DOCUMENT EXCERPT:
((
Shadowlands was a…contentious expansion, would probably be the best way to describe it.
With yesterday’s prepatch, updating WoW to 10.0, the game is now Dragonflight, except not really. And ultimately, if you’re here reading this, you already know how a WoW prepatch works – you get some new shinies to play with, the game is fucking weird for a few weeks as it hovers with new systems designed for new content but has you playing the old content instead, where classes and specs feel strange and the bonuses from that content are typically disabled or labeled as “Legacy.”
So with this patch, Shadowlands is over, yet for another few weeks, Shadowlands is the only current content to play. This makes a good time to look back at the Shadowlands, to discuss how WoW went so wrong and yet also was still kind of okay, depending on what you focused on.
The Tainted Legacy of Shadowlands
A lot of people on my blog Twitter were using the setup of a tweet-thread about Shadowlands reviews to do a 1-2 punch: here’s my review (1/?), second tweet – it sucked. This was a funny premise I enjoyed a little bit, but I also think in blog format, it’s not what you’re here to read nor is it what I want to write.
Shadowlands did kind of suck, that is true to a point. Shadowlands fused the worst aspects of borrowed power together to create an abomination in the Covenant and Shadowlands Legendary systems, started an egregious practice of patch-specific borrowed power mechanics, and has continued a general WoW trend of focus on instanced content to the exclusion of meaningful and interesting world content. Shadowlands’ story, while possessing some interesting beats and payoffs, ultimately focused on a deflating and disappointing central arc that faked out better possibilities for Sylvanas (paying off a very narrow slice of her story in a decent way, in my opinion) while putting focus on the Jailer and his exposed nips, a story beat that stunk like a sweaty ass. At any point after a break, catching up to a raid-ready level required a lot of opaque grinding against the Covenant system for Renown and story progress, against Torghast for Legendary currencies, and against the markets for Legendary base items (or crafting if you really wanted to do it the hard way). Then there were Conduits, requiring both acquisition and leveling (unless you could somehow jump right into a Mythic raid for the best Conduit at the highest available dropped item level at the time!), and you can kind of see how things would be frustrating.
These things about Shadowlands were often awful and felt bad, and as I’ve reflected on the reasons for my initial Shadowlands burnout, I think the thing that became most clear is that it both is and is not the worst borrowed-power setup for a single reason – control.
In Legion, the Artifact was a fixed path to a shared destination, and there wasn’t really a way to drastically speed past anyone else without putting in literal mountains of work. If you were a streamer and could play the game all day, then chain-running Maw of Souls keys for Artifact Power until you were blue in the face (or the point they patched the AP from that dungeon) could get you a point or two ahead at any given juncture, but there was a real question of value there that was not worth it to most players. More importantly, though, were Legiondaries – and the very random nature of acquisition of those meant that grinding could return some value, but it was so vague and undefined as to not be worth it. Let it be what it will be was the general rule, and here’s the thing – that sucked really badly (especially when you’d finally get a Legiondary and it was like, a utility one), but it was also very freeing. The game took the ability to manage the Legendary system out of your hands entirely, so basically as long as you played normally and had your loot spec set correctly, you’d be as good as you could be. Sure, you could grind content to your heart’s content, but you were putting an unknown number of coins into an unknown piggy bank, waiting to see when it finally popped. The blindness of the system made it feel bad, but it also made it freeing to a point – if anything you do has about an equal chance of popping out a Legendary, then nothing special was needed.
))
Dataset records:
((
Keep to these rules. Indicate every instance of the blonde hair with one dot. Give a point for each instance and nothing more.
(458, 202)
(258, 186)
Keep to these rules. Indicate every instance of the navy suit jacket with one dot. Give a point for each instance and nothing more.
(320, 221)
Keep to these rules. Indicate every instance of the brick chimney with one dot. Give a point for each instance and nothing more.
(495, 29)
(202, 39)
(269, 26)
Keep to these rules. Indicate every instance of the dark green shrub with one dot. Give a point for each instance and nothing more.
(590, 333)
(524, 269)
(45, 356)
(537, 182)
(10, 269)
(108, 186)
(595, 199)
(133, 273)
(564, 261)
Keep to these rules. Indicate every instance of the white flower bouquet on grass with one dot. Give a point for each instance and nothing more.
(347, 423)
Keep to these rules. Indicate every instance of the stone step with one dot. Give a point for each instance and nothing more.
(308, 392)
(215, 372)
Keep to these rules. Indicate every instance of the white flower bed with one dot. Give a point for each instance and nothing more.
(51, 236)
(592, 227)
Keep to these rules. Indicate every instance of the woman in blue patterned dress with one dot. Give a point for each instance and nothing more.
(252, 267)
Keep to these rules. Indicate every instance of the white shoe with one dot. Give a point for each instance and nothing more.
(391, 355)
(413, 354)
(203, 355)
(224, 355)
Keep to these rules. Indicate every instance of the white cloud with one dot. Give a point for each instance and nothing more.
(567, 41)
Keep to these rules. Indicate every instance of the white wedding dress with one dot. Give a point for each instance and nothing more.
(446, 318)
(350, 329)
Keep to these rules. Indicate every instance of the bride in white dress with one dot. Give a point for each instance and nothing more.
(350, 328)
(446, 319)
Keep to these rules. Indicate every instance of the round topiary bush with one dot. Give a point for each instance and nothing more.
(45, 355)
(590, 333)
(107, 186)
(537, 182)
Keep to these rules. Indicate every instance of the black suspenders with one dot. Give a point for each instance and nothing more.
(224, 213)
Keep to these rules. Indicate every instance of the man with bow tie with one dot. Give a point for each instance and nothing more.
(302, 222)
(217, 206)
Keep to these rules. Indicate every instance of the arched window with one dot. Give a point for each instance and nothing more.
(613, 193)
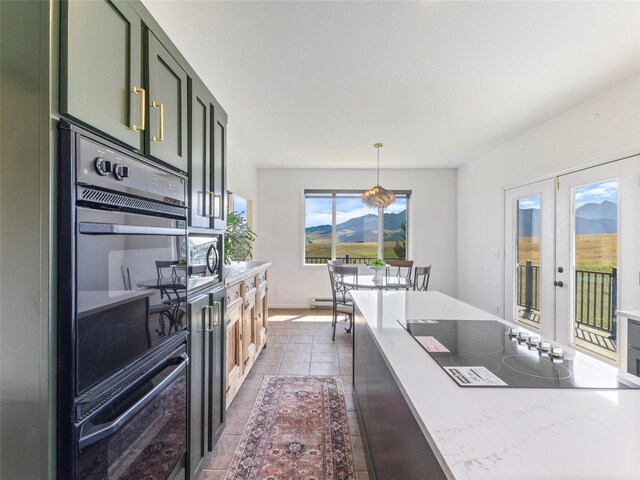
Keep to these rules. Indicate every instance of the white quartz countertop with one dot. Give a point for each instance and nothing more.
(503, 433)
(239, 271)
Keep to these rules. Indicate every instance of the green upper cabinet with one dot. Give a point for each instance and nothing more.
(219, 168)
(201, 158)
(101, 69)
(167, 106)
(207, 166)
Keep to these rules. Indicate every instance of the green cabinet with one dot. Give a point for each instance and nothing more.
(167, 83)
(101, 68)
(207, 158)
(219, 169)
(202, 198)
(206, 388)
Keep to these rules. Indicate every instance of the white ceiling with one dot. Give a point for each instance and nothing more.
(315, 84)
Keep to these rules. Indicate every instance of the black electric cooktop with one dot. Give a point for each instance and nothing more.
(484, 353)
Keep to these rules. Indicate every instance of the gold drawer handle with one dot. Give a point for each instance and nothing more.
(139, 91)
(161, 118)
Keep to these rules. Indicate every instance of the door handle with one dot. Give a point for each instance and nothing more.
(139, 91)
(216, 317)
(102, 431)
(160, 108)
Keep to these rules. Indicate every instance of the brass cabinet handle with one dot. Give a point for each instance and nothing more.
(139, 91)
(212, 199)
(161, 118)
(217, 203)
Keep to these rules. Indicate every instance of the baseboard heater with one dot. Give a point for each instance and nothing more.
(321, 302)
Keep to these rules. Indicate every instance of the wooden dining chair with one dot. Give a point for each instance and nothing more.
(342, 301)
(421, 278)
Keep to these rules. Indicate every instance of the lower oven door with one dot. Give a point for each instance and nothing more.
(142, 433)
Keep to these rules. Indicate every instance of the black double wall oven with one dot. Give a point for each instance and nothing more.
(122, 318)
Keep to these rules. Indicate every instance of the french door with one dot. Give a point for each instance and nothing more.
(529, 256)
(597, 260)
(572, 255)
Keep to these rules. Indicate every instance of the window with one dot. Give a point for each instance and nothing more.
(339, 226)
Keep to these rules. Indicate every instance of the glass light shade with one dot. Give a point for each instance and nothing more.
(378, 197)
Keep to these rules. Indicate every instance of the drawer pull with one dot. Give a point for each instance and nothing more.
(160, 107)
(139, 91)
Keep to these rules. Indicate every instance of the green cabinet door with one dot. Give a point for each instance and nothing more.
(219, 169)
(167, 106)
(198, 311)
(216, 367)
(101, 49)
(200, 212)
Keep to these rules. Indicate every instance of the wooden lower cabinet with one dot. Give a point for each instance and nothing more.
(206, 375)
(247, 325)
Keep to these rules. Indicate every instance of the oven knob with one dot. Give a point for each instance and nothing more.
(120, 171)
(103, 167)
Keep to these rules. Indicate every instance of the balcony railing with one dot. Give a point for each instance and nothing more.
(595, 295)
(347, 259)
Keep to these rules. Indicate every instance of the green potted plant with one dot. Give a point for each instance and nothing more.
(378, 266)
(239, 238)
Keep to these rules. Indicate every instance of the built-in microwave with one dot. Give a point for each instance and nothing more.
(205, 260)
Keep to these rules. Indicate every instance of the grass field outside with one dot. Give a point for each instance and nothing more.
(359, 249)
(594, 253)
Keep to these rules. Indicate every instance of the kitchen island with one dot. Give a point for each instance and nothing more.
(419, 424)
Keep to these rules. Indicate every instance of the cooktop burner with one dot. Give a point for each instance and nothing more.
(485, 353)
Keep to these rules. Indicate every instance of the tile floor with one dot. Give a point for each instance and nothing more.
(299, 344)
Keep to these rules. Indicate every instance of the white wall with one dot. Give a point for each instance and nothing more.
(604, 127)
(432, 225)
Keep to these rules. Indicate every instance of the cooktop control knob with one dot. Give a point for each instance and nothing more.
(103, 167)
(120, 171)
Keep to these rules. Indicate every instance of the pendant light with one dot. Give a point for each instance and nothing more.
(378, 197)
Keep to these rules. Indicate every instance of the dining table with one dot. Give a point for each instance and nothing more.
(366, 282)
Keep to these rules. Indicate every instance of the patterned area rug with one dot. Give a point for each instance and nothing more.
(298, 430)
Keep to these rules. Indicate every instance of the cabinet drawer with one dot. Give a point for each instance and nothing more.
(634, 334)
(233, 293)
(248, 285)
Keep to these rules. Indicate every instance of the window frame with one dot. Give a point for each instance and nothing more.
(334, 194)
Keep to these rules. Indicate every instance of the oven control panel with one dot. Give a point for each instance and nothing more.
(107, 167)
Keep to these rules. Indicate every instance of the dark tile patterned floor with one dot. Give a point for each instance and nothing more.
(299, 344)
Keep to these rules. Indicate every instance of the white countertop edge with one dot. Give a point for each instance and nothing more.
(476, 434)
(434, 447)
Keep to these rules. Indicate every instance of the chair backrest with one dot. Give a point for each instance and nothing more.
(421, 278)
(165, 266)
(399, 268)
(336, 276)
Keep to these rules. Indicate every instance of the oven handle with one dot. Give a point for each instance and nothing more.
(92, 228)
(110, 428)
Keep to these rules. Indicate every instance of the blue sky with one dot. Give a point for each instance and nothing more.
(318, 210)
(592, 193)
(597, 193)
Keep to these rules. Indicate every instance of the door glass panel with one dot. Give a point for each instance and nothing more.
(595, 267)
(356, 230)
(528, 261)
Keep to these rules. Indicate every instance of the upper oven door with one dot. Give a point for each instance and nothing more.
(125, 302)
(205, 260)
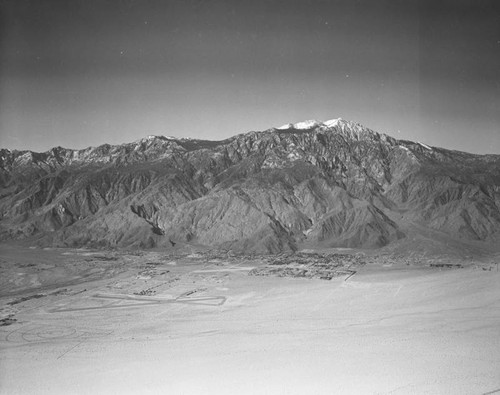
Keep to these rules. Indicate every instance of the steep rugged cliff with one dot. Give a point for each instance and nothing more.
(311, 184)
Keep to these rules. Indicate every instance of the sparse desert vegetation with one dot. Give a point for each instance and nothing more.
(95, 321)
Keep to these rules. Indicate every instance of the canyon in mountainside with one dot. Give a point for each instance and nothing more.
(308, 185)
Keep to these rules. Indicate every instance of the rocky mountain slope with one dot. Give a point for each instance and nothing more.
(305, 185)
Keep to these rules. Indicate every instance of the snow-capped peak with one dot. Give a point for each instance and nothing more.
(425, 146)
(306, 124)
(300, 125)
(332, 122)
))
TASK GOAL:
Please say whether each statement agrees with the post about Shadowlands, answering yes or no and quoting the deciding words: (a) the prepatch updated WoW to 10.0; (b) in Legion, the Artifact let players drastically speed past others without much work; (c) the author wants to write the blog post in the tweet-thread "1-2 punch" format. None of the rows are needed here.

SOLUTION:
(a) Yes: "updating WoW to 10.0"
(b) No: "there wasn’t really a way to drastically speed past anyone else without putting in literal mountains of work"
(c) No: "it’s not what you’re here to read nor is it what I want to write"